### Task goal
Rescale the listing between the line holding "written like <point>93,336</point>." and the line holding "<point>201,254</point>", inclusive, and write out only those lines, requests included. Multiply every answer coordinate by 1.25 and round to whole numbers, with halves going up, but keep the requests and their format samples unchanged.

### Dataset excerpts

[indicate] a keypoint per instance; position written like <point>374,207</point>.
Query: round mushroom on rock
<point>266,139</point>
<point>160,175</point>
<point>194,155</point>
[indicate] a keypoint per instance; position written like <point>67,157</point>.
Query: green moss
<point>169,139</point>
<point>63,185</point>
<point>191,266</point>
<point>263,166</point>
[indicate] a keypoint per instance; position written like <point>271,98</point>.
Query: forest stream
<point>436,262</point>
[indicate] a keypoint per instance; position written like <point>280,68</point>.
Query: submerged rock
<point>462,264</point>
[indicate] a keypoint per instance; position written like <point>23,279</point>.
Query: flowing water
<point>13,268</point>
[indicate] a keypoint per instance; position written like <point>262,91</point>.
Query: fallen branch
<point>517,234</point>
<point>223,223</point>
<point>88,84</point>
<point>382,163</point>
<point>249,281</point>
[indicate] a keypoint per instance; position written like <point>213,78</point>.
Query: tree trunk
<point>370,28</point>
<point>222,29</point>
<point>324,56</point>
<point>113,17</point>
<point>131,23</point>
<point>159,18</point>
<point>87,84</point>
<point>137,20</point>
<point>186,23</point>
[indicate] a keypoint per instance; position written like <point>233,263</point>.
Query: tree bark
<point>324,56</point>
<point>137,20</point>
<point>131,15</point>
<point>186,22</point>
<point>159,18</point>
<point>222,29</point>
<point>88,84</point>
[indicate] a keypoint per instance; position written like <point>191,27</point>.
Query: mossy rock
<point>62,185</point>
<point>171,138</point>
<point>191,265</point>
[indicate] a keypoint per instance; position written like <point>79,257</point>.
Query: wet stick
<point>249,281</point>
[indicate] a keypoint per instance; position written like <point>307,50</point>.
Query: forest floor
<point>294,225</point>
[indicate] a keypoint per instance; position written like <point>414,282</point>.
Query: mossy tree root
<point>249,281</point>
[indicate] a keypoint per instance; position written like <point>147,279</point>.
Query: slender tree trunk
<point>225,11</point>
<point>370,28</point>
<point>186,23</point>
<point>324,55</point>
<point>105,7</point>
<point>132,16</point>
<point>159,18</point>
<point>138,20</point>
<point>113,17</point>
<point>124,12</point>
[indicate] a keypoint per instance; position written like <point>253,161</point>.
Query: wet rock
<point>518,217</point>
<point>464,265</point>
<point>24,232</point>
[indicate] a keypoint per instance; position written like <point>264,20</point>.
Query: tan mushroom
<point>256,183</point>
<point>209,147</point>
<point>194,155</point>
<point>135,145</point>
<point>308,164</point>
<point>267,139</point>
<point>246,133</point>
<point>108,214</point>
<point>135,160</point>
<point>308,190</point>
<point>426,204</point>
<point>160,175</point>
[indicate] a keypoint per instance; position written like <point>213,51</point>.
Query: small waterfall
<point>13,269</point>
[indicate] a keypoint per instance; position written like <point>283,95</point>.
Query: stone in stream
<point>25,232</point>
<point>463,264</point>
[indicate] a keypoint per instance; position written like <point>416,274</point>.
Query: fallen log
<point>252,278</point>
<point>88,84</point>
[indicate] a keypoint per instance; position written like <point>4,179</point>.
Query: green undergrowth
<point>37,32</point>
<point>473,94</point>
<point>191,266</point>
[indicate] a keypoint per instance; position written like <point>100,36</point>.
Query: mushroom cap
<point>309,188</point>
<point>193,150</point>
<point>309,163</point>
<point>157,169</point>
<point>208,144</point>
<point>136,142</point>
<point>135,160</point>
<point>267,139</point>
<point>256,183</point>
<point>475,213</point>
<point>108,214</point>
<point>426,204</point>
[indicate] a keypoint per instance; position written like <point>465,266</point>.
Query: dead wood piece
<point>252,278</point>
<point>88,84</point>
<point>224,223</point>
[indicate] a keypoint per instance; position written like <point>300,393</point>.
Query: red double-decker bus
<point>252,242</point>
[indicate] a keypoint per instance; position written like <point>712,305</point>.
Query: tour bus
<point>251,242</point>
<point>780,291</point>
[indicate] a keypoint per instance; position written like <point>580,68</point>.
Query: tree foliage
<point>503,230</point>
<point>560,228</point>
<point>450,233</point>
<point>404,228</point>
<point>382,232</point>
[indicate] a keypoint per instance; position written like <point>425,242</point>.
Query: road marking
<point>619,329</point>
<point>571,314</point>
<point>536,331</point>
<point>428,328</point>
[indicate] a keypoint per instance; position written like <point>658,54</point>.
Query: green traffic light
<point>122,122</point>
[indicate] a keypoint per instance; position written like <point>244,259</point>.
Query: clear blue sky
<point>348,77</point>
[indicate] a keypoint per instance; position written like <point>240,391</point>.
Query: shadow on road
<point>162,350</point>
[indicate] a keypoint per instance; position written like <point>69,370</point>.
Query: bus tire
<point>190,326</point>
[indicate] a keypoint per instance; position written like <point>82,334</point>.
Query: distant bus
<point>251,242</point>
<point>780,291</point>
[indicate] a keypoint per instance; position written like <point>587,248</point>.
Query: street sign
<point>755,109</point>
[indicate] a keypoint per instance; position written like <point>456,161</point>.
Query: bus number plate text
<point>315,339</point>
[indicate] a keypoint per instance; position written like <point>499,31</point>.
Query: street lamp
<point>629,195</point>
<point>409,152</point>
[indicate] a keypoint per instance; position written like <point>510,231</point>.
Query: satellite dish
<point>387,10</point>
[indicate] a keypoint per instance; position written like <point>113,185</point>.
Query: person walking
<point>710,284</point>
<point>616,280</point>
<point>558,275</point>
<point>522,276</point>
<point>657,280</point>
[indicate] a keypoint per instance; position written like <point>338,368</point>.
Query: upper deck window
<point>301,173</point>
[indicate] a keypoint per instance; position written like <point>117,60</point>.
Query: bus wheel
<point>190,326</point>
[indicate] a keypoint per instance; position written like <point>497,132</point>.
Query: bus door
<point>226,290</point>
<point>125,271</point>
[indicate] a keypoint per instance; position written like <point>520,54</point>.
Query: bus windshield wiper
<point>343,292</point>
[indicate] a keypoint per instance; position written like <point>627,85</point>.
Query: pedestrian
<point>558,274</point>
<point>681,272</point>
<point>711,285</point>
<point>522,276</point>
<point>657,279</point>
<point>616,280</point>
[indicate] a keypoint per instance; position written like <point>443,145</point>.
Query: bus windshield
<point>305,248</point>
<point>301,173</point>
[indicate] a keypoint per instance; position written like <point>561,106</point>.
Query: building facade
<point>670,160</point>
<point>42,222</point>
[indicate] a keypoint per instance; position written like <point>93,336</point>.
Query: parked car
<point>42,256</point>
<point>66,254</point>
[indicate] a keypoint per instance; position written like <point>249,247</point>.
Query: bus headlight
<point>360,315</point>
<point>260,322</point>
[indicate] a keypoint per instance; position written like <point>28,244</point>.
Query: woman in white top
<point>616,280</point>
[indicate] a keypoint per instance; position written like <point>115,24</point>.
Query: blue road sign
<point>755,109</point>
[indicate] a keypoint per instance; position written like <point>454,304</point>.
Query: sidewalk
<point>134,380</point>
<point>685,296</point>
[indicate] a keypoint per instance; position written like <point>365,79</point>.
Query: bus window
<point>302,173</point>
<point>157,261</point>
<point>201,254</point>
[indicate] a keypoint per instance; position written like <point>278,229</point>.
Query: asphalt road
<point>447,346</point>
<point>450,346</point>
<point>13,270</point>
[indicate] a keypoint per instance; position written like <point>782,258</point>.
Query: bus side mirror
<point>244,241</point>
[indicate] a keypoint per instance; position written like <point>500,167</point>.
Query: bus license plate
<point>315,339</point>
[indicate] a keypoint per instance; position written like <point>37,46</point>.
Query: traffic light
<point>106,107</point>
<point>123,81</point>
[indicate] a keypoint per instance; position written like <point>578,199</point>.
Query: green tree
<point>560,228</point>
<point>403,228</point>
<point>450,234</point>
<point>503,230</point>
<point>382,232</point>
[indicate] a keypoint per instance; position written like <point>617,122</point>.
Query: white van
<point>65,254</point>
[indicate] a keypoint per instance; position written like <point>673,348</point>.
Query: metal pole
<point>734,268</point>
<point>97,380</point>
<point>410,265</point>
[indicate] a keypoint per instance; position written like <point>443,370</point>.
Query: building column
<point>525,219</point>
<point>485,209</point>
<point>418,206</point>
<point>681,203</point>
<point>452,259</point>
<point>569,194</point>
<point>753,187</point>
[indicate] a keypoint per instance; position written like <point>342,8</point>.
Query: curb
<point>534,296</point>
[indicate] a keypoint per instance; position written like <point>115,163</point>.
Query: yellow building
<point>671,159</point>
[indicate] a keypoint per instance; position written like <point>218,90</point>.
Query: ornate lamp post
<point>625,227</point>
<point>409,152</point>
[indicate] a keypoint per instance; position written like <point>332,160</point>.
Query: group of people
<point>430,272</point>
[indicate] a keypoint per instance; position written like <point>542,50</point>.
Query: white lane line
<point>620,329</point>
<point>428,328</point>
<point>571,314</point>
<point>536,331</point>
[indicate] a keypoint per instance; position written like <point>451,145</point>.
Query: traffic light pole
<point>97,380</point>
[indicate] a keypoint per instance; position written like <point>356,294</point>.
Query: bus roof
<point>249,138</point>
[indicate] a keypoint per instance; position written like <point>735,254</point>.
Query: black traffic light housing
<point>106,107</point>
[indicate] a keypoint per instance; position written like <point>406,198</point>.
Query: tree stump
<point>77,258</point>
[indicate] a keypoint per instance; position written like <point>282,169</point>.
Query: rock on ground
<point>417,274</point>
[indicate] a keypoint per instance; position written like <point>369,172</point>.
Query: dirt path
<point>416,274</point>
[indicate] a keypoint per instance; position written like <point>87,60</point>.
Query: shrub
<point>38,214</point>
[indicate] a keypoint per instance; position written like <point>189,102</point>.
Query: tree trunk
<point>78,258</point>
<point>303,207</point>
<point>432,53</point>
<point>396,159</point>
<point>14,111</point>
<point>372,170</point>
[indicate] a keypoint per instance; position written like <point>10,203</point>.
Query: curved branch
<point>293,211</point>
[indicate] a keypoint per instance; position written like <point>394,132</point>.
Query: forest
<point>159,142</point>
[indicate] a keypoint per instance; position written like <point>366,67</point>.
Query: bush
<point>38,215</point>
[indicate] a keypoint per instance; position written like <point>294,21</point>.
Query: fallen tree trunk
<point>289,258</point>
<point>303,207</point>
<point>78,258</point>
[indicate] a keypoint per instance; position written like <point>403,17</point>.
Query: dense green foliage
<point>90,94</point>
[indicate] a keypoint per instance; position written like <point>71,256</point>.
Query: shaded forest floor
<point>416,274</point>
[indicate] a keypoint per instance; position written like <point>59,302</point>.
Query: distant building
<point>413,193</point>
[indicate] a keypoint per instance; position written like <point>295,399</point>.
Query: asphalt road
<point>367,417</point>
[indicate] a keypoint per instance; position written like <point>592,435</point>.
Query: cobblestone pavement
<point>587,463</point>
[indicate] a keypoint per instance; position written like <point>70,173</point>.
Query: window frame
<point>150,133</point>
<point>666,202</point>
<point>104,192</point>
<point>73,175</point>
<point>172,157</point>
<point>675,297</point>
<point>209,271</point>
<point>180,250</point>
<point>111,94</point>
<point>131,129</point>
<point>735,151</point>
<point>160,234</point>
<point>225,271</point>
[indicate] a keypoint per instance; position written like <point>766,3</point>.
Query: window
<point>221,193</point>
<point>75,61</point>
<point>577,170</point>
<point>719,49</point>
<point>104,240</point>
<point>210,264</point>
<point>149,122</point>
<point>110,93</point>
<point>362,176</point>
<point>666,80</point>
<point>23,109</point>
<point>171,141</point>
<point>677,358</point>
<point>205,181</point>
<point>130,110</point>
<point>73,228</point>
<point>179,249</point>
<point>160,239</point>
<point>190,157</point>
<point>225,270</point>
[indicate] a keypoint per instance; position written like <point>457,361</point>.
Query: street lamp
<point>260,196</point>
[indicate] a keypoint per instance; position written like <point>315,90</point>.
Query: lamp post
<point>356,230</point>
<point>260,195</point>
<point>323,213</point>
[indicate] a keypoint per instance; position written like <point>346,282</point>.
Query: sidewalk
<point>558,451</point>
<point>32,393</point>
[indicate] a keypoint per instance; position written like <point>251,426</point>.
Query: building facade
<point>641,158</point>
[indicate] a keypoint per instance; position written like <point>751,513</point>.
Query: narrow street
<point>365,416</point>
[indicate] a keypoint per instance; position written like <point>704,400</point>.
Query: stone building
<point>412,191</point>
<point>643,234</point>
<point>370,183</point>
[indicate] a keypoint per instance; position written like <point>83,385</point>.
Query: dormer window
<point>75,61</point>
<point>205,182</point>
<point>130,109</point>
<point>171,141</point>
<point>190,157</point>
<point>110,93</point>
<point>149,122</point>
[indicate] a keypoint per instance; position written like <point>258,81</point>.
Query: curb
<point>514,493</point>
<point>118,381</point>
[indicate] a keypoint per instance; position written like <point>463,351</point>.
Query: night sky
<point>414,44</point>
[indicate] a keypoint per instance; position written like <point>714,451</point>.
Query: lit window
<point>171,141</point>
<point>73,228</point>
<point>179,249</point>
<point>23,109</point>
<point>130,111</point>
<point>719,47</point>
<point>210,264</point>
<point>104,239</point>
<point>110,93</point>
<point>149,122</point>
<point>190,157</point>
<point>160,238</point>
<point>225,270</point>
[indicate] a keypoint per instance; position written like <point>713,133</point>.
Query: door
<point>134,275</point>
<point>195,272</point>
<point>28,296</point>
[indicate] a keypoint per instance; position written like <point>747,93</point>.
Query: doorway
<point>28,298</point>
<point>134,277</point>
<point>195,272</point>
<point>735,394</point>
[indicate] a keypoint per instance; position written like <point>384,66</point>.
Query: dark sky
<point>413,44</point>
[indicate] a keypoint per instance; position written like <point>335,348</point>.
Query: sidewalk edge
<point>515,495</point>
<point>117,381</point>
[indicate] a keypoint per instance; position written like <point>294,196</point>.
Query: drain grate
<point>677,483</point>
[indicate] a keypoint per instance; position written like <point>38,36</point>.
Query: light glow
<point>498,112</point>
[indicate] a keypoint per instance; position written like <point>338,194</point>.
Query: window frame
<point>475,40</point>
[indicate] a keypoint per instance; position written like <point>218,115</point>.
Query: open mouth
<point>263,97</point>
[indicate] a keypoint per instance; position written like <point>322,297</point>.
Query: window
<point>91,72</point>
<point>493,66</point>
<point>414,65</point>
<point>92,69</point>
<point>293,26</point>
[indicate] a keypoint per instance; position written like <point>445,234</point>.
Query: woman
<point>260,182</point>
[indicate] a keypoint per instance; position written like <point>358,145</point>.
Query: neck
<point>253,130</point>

### Answer to this task
[indicate] a keypoint per instance; position written like <point>93,336</point>.
Query: parked car
<point>53,320</point>
<point>83,318</point>
[indicate] a keypoint per instance; position written like <point>249,247</point>.
Query: bus headlight
<point>450,394</point>
<point>325,403</point>
[indicate] a keypoint per instance; position written like <point>28,244</point>.
Query: woman in white top
<point>770,350</point>
[indicate] a keypoint per instance; position written like <point>115,24</point>.
Query: blue road sign
<point>944,136</point>
[indicate] a keypoint per instance; position written like <point>454,304</point>.
Query: sidewalk
<point>168,475</point>
<point>856,370</point>
[indicate] a keypoint per instance; position written like <point>365,79</point>.
Query: bus window
<point>378,216</point>
<point>196,326</point>
<point>251,318</point>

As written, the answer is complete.